## RAW DATA
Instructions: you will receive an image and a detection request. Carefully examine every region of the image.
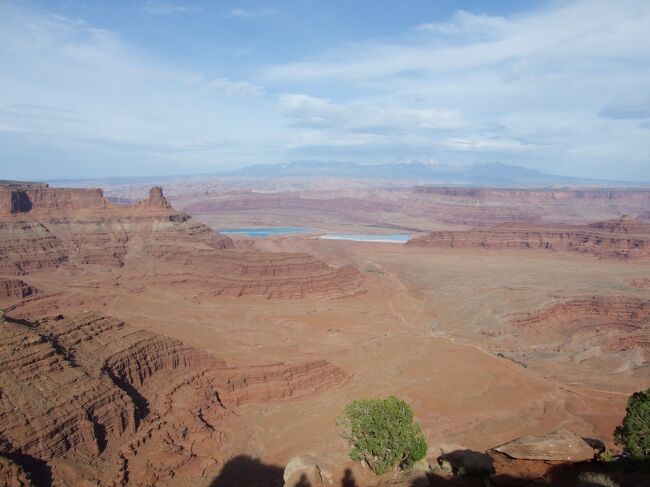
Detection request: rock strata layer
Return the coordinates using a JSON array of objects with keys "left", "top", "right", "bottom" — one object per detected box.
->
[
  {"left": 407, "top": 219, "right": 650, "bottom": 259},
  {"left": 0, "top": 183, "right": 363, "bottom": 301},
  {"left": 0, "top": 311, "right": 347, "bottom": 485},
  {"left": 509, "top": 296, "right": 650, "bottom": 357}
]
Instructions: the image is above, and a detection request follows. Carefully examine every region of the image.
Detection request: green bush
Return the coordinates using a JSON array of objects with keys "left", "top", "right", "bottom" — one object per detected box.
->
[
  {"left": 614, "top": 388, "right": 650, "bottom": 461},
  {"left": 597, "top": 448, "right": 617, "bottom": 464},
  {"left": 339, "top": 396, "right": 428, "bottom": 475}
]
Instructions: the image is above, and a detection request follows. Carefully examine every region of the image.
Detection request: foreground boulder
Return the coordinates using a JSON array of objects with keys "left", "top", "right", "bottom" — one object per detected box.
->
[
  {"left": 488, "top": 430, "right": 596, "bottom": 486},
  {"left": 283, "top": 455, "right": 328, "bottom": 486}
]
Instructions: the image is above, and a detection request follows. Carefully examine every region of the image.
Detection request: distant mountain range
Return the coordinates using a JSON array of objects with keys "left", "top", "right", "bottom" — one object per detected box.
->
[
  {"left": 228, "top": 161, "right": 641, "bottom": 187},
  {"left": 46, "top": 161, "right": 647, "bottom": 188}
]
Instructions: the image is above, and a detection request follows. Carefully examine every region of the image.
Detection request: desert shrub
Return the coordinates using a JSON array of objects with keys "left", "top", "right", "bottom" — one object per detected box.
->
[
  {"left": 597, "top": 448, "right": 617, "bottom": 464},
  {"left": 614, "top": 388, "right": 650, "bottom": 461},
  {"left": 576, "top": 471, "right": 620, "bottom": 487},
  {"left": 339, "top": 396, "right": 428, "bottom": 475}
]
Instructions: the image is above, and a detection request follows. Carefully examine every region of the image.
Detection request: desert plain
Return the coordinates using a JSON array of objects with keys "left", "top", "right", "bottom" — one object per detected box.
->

## WORK ORDER
How many lines in the data above contain the word "desert"? Reply with only that figure.

## TASK RESPONSE
2